Rows from a dataset
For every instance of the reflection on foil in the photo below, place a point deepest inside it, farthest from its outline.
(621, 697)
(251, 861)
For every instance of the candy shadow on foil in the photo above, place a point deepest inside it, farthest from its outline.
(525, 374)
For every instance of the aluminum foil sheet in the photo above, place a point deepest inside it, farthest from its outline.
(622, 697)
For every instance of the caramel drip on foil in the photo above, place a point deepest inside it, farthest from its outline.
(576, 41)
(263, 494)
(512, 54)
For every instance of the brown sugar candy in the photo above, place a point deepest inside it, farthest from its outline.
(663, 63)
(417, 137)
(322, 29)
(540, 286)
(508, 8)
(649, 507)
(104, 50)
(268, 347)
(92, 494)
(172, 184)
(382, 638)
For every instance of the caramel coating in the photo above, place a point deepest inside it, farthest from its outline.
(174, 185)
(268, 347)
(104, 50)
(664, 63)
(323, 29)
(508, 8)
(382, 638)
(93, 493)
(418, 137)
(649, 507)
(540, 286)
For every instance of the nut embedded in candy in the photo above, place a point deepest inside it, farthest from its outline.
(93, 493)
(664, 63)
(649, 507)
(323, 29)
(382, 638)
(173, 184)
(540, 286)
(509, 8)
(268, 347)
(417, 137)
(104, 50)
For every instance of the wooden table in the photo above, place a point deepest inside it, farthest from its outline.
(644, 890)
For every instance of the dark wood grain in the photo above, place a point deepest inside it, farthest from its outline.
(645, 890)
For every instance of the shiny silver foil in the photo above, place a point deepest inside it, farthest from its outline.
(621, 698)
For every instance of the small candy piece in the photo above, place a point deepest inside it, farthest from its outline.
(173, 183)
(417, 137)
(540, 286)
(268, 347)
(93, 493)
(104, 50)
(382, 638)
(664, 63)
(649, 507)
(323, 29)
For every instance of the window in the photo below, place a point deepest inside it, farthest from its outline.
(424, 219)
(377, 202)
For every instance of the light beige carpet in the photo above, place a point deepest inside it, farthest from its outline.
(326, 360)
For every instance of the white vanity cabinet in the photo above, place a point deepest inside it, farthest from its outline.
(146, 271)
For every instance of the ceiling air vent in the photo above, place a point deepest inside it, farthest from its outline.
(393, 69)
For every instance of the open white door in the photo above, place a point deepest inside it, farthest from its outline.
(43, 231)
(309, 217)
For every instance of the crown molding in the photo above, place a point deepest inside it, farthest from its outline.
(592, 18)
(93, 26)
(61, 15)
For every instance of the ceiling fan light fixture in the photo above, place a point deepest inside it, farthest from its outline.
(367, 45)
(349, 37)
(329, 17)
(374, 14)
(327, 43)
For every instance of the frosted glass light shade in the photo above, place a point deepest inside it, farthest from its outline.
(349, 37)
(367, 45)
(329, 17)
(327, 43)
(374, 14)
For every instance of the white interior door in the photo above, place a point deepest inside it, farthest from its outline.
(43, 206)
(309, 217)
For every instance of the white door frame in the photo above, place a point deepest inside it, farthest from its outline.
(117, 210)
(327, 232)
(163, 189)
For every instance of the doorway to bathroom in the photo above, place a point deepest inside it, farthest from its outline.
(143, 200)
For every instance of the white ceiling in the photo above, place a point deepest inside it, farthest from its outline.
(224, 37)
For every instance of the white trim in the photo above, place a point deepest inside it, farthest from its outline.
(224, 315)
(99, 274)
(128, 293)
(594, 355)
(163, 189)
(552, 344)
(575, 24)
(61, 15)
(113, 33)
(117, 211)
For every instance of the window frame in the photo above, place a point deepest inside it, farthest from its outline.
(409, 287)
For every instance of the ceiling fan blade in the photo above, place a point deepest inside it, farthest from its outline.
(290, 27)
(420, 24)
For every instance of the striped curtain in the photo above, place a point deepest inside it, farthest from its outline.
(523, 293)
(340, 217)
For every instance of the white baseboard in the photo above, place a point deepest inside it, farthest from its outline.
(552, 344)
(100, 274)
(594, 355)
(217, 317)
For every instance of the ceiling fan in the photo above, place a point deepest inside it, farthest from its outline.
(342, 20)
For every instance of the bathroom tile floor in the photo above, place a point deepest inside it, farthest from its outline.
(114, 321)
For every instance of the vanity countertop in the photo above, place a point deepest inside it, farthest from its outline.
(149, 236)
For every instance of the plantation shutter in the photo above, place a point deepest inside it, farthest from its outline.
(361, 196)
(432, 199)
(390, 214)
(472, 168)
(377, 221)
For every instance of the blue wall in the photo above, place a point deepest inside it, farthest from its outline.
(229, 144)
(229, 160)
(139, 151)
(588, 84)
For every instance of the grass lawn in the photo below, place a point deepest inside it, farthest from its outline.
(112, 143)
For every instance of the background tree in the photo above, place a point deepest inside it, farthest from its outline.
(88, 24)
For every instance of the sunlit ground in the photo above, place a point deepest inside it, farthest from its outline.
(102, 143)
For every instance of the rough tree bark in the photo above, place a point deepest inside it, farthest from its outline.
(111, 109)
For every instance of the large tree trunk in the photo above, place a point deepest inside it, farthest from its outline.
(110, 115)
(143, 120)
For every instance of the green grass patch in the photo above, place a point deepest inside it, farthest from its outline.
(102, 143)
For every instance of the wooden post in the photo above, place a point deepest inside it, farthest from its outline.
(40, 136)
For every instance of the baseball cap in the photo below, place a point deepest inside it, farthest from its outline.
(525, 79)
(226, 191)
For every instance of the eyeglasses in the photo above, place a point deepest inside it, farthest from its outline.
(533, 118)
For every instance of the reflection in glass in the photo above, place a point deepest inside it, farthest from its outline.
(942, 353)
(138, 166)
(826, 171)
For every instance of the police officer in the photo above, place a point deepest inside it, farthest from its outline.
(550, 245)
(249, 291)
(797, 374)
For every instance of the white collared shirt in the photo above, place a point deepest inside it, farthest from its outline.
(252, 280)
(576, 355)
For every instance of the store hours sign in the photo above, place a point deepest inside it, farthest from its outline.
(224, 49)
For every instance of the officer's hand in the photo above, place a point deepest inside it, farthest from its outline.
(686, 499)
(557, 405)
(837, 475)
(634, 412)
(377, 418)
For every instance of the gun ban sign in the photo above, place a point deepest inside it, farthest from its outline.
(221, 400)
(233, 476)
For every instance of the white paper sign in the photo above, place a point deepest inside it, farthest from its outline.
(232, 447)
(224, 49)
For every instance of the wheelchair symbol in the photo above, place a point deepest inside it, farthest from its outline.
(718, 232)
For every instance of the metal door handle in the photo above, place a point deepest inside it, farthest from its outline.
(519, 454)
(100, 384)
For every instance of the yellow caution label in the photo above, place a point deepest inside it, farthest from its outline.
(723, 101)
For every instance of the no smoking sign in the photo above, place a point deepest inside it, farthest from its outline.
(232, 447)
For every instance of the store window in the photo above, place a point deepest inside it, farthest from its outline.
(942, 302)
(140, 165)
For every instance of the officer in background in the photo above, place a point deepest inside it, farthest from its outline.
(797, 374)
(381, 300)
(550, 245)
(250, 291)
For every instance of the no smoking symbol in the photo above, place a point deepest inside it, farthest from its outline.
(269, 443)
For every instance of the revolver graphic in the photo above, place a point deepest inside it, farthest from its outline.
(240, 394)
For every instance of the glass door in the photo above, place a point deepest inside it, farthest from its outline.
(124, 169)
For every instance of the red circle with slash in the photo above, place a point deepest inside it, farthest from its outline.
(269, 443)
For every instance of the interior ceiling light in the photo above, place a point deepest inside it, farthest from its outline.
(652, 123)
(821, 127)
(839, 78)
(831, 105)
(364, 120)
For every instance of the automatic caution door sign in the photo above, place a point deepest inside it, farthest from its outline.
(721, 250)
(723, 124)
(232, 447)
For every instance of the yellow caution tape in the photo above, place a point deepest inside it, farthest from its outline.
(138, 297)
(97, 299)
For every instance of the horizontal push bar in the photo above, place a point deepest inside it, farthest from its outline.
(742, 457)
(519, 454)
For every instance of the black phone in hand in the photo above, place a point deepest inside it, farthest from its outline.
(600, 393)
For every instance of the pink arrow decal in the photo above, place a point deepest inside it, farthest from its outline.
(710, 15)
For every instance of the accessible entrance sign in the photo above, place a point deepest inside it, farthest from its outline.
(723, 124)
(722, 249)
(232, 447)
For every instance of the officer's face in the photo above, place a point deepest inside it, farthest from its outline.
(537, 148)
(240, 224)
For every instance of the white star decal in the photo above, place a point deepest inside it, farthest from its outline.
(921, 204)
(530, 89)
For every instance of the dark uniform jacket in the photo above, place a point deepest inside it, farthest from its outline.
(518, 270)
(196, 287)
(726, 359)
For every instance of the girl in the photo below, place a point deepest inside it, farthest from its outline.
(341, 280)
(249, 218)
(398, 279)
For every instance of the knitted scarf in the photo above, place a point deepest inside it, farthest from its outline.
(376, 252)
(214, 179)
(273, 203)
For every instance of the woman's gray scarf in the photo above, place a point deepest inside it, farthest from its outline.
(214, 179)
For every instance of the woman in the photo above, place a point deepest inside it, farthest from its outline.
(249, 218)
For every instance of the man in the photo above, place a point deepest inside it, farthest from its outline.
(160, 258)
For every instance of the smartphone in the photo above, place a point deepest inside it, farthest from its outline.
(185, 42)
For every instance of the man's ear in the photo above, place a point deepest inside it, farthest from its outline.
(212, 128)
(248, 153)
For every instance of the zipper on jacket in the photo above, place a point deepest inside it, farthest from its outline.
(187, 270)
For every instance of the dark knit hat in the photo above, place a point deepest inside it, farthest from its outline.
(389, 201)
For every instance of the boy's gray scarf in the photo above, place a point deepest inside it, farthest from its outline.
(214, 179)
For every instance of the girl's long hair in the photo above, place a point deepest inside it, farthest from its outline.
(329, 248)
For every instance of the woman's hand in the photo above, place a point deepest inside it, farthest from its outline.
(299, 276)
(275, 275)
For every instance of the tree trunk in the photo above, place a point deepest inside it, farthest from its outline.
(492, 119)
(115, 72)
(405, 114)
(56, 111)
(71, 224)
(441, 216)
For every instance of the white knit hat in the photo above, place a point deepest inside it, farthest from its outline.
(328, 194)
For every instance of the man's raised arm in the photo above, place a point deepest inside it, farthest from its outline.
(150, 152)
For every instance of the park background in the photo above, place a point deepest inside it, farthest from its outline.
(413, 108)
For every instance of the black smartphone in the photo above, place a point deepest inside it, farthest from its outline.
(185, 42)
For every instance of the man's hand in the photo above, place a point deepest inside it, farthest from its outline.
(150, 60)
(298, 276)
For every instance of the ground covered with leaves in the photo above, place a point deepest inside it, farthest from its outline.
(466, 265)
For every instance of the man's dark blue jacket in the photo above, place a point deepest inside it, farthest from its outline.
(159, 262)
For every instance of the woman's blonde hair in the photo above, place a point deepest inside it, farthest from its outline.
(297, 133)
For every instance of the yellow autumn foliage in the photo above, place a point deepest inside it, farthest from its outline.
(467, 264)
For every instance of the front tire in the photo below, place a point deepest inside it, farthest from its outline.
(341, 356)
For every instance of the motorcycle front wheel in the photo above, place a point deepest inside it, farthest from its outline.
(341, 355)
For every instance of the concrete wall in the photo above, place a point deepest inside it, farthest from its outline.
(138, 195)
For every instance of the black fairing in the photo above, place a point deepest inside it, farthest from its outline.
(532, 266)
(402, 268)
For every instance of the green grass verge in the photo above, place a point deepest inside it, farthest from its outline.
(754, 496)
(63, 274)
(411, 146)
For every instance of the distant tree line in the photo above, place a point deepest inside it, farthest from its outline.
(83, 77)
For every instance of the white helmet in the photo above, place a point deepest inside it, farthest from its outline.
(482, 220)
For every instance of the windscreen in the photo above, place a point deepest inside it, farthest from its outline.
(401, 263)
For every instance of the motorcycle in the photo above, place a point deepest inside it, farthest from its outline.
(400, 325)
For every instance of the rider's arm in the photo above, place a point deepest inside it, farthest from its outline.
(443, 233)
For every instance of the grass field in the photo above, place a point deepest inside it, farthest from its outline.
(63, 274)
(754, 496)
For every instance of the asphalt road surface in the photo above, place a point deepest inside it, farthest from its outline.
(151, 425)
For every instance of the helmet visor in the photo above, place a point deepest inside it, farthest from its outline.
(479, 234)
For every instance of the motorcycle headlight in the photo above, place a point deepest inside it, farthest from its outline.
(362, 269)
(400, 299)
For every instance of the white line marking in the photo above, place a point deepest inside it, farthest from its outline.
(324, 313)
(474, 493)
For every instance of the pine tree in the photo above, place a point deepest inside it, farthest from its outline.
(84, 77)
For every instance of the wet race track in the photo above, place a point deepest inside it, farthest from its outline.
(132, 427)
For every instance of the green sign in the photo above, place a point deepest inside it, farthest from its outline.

Required work: Reproduce the lines of the listing above verbatim, beginning with the line that contains "For every instance of the white line" and continuing through the final line of the listing.

Written response:
For every instance of the white line marking in the photo above, place a point deepest inside it, farthest from its outline.
(324, 313)
(474, 493)
For every instance of the pine tree in the photo above, place a point deepest inside it, farthest from its outline.
(84, 77)
For every instance of the wet race track in the photo above, place a point deepest inside it, farthest from its outline.
(132, 427)
For every instance of the green sign in the photo above, place a point deepest inside it, farthest from its outline.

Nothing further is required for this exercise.